### Selected passage:
===

[Date Prev][Date Next][Thread Prev][Thread Next][Date Index][Thread Index]

THE EAR VS THE EYE: Summary of a survey.

Hi there listeners,

  a couple of weeks ago I asked for info on the advantages of our audio
perception system over our visual perception system. I would like to
personaly thank everyone who kindly replied with very useful information.
Since the info could be useful for others, I included all the answers at
the end of this message.

  Some people showed interest in the results of my search for a Computer
Science project using sounds (which was the goal of my request for info).
After reading some articles on the subject, browsing through the
biographical database of this distribution list and, of course, the replies
to my request included in this message, I thought we could use sounds to
give us an insight of whats beyond the screen when we work with semantic
nets.  There is a certain amount of information that can be seen on a
computer monitor.  When we are browsing through a semantic net (or any
other knowledge relations organization) we need to know which way to go
when we're looking for info beyond the screen. Like when you are in a room,
you see many closed doors and you can hear what's beyond these doors. We
want to use semantic nets because we can assign sound characteristics to
nodes' attributes and sound effects (or filters) to arcs' attributes. We're
not sure how much info can be acquired by a general user this way, but
that's the fun part of doing Ph.D. research... isn't it?



   Here are the replies I received to my request... Enjoy!

From jfolsen@helix.nih.gov Tue Jun 22 16:18:27 1993
From: "John F. Olsen" <jfolsen@helix.nih.gov>
There is a recent human study [Perrott et al.,1993, JASA 93:2134-2138] that
shows that the auditory modality is as good, if not better than the visual in
determining the relative spatial directions of stimuli presented sequentially.
Other work by this group shows that the auditory modality is superior to the
visual in redirecting the center of gaze.
John Olsen
Lab. Neurophysiology
From levitin@darkwing.uoregon.edu Tue Jun 22 16:18:43 1993
Well, I've just done some work that rather convincingly shows that the
auditory system is very good at making absolute judgments of
perceptual stimuli.  And if you compare this to work done in vision,
the auditory system is far better at absolute judgments, using memory
(that is stored perceptual stimuli).  Specifically, I found that
non-musicians are very very good at remembering the absolute pitches
of familiar songs.  In contrast, people are very poor at remembering
the absolute color( hue), brightness or saturation of colored objects.

===

### Supplied material:
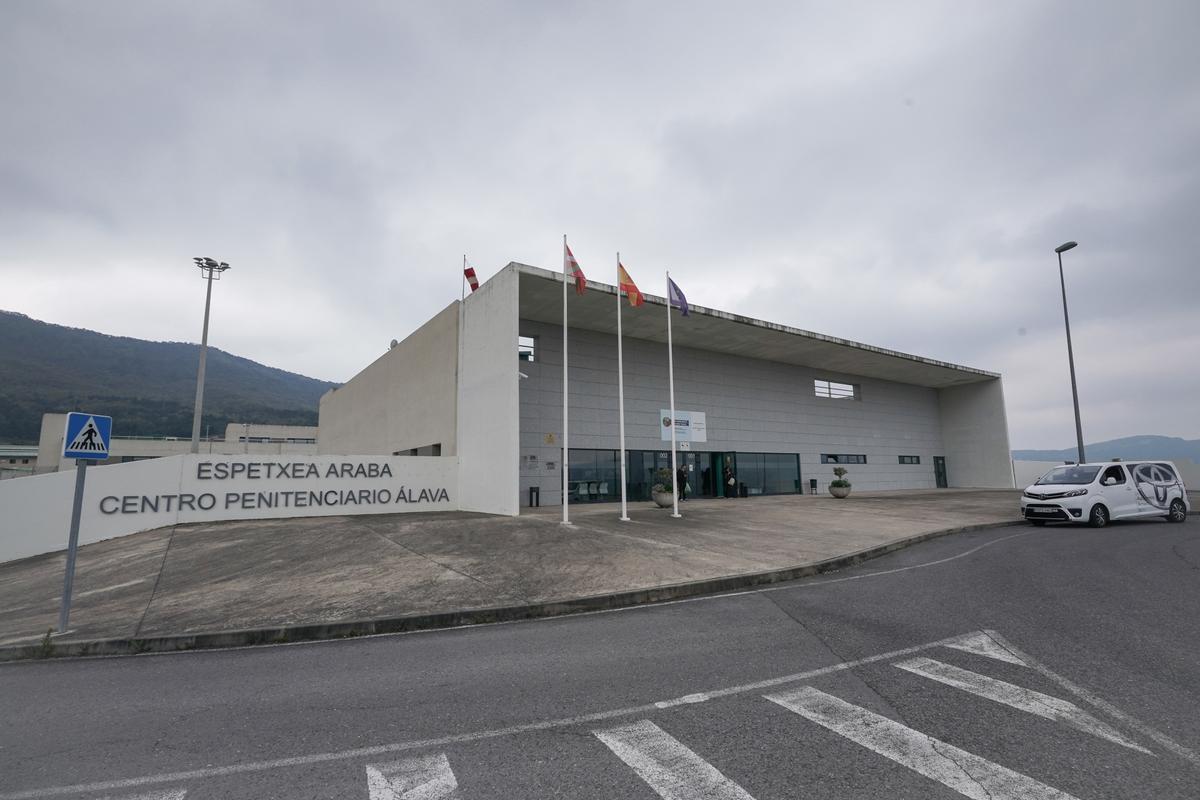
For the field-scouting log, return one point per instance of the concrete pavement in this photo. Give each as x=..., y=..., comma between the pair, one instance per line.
x=282, y=579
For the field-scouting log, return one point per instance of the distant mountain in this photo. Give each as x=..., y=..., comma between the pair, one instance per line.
x=1128, y=449
x=148, y=388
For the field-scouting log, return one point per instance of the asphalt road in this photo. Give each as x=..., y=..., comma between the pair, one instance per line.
x=1020, y=662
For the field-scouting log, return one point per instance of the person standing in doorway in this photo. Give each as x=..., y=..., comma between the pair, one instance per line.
x=730, y=481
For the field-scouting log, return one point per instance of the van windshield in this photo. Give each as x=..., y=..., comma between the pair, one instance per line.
x=1069, y=475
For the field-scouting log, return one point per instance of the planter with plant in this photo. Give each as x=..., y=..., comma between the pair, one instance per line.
x=663, y=492
x=839, y=487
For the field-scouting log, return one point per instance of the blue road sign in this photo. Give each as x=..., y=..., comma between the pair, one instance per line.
x=87, y=435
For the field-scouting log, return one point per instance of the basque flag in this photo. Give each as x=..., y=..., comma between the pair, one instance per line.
x=676, y=296
x=570, y=266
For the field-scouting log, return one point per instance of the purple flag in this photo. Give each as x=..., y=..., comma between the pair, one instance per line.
x=676, y=298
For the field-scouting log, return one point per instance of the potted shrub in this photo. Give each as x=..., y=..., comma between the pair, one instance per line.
x=663, y=492
x=839, y=487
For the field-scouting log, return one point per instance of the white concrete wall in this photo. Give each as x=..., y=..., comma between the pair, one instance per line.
x=405, y=400
x=35, y=512
x=489, y=408
x=751, y=405
x=975, y=431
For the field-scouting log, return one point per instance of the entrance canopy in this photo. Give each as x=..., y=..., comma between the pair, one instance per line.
x=541, y=300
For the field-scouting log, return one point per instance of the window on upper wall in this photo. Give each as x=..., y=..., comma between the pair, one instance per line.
x=834, y=390
x=526, y=348
x=843, y=458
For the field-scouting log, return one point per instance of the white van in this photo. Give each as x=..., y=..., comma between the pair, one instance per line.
x=1099, y=493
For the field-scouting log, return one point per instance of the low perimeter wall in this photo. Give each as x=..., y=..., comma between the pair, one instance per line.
x=119, y=499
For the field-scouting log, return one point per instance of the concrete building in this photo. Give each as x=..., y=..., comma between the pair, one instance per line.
x=778, y=405
x=17, y=461
x=240, y=438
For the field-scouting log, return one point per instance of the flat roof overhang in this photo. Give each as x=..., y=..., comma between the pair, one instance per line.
x=541, y=300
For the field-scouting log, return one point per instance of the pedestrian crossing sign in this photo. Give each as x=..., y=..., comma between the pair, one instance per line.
x=87, y=435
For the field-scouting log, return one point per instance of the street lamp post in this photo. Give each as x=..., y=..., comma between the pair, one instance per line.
x=210, y=270
x=1071, y=355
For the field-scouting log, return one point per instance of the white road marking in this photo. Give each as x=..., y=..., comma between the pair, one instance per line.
x=1018, y=697
x=671, y=769
x=982, y=644
x=699, y=697
x=1099, y=703
x=424, y=777
x=965, y=773
x=442, y=741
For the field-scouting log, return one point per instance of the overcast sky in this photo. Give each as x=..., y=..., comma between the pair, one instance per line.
x=897, y=174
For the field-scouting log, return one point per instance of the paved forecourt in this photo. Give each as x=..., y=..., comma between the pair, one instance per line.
x=267, y=573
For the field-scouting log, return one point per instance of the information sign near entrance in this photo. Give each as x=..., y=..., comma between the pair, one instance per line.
x=87, y=438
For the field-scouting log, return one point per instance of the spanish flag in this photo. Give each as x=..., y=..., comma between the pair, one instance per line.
x=628, y=286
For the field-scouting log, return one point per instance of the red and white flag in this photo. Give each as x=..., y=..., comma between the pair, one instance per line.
x=570, y=266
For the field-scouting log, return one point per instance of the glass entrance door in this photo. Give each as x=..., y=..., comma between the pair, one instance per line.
x=940, y=471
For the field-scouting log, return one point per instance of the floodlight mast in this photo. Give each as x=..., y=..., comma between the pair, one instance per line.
x=210, y=270
x=1071, y=355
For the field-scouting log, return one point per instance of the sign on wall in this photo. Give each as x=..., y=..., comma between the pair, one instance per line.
x=87, y=435
x=690, y=426
x=141, y=495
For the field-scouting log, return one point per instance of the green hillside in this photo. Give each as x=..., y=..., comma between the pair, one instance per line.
x=1127, y=449
x=148, y=388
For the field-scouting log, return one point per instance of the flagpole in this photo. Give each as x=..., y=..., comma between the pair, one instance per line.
x=457, y=366
x=567, y=519
x=621, y=398
x=675, y=471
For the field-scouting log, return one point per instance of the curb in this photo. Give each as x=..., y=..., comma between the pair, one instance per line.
x=316, y=632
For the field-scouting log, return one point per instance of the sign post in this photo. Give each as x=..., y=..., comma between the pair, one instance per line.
x=87, y=438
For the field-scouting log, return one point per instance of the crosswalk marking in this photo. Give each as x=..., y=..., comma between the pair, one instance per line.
x=982, y=644
x=672, y=770
x=1018, y=697
x=965, y=773
x=424, y=777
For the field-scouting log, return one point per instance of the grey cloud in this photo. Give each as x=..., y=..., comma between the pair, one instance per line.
x=892, y=174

===

### Work instruction 1:
Answer these questions from the ear-versus-eye survey summary:
(a) What was the goal of the author's request for information?
(b) In the author's plan for semantic nets, what are sound effects (or filters) assigned to?
(c) In the reply from levitin@darkwing.uoregon.edu, what are non-musicians very good at remembering?
### Work instruction 2:
Write the next part of the ear-versus-eye survey summary, picking up after its last sentence.
The listing is separate material and has no connection to the ear-versus-eye survey summary.

### Expected output 1:
(a) A Computer Science project using sounds.
(b) Arcs' attributes.
(c) The absolute pitches of familiar songs.

### Expected output 2:
If you're interested, I'll send you a paper.

Dan Levitin
From mcfadden@psyvax.psy.utexas.edu Tue Jun 22 16:18:59 1993
The auditory system works even in the dark.
The auditory system works even when the ears are not aimed at the stimulus.
There are no lids covering the ears.
The auditory system has its entire 12 log units of dynamic range available
to it at all times; there is none of that pansy slow-acting light- and
All the richness of auditory experience originates from about 4000 inner
hair cells as compared to 6 million cones and 120 million rods.
Cochleas can emit sounds; eyes emit no light.
The development of true language ability requires an intact, functional
auditory system.
The auditory system works essentially in real time while the visual system
is always a couple of hundred milliseconds behind.
Auditory scientists never engage in hyperbole; vision scientists are forced to.

Vision is an amusing minor sense given us solely to occupy the time of
lesser minds.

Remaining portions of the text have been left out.